[[ Passage shown, beginning ]]

Why one Fool finally walked away from his abusive relationship with the banks.
On 30 December, I sold my full stake in Barclays (LSE: BARC) and Lloyds Banking Group (LSE: LLOY). It wasn't quite as painful as I expected, given the size of the losses I was crystallising, although it still hurt.
Why I had to walk away
It was liberating, clearing out of UK banks. It felt a bit like leaving an abusive relationship. Friends said I should have walked away years ago, but I kept going back for more, convincing myself that the bad days were behind us, things would be different this time and it would all work out in the end. Now it's time to move on.
My experience of trying to catch the two lethal falling knives of Barclays and Lloyds was a near-perfect illustration of another wise old investment rule: never invest in something you don't understand.
I don't feel bad about failing to understand the banks. Nobody else does, either. Senior management didn't understand what their derivatives traders are getting up to. Credit ratings agencies failed to spot the risks until too late. Even the taxman doesn't appear to understand the complex legal structures Barclays uses to avoid tax.
The politicians don't understand banks either, and don't want to either. They could order the banks to come clean about the toxic secrets on their balance sheets, but they don't.
I suspect the answer scares them too much.
If you're a trader, rather than a Foolishly long-term investor, you may still be fatally attracted to the banks. Anything that can rise 7% one day and fall 5% the next -- repeatedly -- is a trader's dream.
Better still, these sharp movements follow a fixed pattern. Banking stocks soar every time the EU had another one of its 'save the euro' summits, and somehow convinces the world it has done just that. The next day they collapse, as the world snaps out of its self-induced stupor.
Yer daft apeth!
There is a danger in quitting the banks. First, you are exiting at a lousy time. The chances are you will be taking out a lot less than you put in.
If a solution to the eurozone crisis mysteriously emerges (miracles do happen), this sector could soar. At time of writing, Lloyds trades at 27p. It doesn't take a great stretch of the imagination to see it trading at 54p.

[[ Passage shown, end ]]
[[ Source data, beginning ]]

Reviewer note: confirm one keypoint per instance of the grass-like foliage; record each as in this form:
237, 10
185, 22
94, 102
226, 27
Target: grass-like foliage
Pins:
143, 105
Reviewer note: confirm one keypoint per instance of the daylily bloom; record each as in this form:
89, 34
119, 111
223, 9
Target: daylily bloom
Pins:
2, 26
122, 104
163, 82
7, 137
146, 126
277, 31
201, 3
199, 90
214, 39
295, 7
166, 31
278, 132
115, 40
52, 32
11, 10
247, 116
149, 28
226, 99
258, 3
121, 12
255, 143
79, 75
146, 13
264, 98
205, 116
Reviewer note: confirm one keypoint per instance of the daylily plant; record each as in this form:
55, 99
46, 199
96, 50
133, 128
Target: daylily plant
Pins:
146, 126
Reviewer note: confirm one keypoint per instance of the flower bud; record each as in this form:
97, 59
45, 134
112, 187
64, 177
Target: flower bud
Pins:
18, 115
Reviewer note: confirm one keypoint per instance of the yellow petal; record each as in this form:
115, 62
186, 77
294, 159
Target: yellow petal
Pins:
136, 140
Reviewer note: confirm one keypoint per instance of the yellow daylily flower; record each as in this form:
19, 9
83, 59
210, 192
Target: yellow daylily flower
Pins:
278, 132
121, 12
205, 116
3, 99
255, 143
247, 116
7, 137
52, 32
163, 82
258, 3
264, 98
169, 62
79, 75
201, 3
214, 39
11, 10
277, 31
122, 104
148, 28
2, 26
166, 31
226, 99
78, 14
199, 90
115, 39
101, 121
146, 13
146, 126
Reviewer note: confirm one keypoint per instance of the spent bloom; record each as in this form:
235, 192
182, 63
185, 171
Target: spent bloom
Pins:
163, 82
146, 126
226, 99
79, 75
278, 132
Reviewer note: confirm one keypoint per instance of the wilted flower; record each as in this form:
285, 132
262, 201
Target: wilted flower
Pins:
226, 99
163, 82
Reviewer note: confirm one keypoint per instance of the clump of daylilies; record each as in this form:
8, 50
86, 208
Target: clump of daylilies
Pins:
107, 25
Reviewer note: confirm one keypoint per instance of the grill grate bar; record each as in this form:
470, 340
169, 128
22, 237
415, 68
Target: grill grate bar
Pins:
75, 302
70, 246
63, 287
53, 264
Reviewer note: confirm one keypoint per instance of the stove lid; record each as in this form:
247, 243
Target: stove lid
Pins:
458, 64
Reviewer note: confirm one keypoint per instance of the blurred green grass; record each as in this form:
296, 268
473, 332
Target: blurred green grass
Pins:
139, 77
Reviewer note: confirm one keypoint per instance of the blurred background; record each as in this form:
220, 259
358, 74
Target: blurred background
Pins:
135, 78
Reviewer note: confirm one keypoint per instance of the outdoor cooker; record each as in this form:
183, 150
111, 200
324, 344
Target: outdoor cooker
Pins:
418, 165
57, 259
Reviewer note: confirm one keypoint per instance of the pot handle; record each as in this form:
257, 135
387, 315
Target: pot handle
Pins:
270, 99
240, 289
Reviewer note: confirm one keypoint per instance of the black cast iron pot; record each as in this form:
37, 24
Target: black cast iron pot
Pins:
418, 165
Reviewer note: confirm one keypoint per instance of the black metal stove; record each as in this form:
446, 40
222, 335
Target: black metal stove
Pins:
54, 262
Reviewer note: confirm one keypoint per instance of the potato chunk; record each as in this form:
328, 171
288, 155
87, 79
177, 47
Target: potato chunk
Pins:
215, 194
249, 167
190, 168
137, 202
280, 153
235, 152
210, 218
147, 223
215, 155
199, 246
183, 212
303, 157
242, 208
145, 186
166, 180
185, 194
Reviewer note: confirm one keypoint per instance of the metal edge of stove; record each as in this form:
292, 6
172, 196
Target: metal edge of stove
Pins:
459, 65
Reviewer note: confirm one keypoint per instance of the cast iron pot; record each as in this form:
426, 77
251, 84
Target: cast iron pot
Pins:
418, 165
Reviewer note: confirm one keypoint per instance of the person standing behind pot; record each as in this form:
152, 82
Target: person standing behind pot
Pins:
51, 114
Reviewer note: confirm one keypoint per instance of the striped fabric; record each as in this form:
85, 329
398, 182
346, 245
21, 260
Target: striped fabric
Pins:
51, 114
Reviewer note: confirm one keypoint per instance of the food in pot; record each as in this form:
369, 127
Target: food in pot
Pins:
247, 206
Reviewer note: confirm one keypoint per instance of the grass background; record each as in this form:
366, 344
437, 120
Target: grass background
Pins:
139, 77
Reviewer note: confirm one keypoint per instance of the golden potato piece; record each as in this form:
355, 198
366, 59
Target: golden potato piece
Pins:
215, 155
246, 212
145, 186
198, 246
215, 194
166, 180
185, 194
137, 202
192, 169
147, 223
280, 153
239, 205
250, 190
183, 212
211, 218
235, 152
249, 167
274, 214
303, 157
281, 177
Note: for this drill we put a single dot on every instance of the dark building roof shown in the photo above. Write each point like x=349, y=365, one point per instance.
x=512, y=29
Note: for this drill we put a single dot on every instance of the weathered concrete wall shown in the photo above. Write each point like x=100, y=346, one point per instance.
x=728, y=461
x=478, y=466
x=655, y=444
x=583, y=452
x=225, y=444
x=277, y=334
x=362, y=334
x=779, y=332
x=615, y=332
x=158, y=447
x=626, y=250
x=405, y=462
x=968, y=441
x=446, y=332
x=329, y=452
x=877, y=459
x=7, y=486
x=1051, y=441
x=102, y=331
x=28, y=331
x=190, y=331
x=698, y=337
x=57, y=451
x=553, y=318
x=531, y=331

[[ Source data, end ]]

### Exercise details
Continue the article about selling Barclays and Lloyds shares, starting right after its final sentence. The items are separate material and unrelated to the article on selling bank shares.

### Result for this task
If that happens, I'll be writing an article saying why I was daft to sell the banks. And you can all laugh at me.
At least I will be diverting some of the money into low-cost FTSE 100 trackers. These will give me some exposure to any banking recovery, when it comes, but with much less risk.
There are big dangers in hanging on to banks as well. Given the paucity of dividends, it could be some years before you start making any money from this sector.
I haven't sold my loss-making stake in Aviva (LSE: AV), for example, because it currently yields 8.5%. That gives me something meaty to chew on until I'm served a sweet slab of capital growth.
Banks also face a lot of hard work before they can be welcomed into polite society again. Simply deleveraging isn't enough -- the sector needs fundamental restructuring. Politicians are still gunning for them. The volatility is likely to continue.
Gone for good?
The most immediate threat is the single currency crisis. If that worsens and we get default and contagion, banking stocks could fall even lower than they have.
That's the final reason I'm feeling relatively relaxed about waving goodbye to the banks. Given current volatility, there's always a chance I can buy back into the banks at an even cheaper rate than I sold.
But for now, I'm happy to be out of this abusive relationship.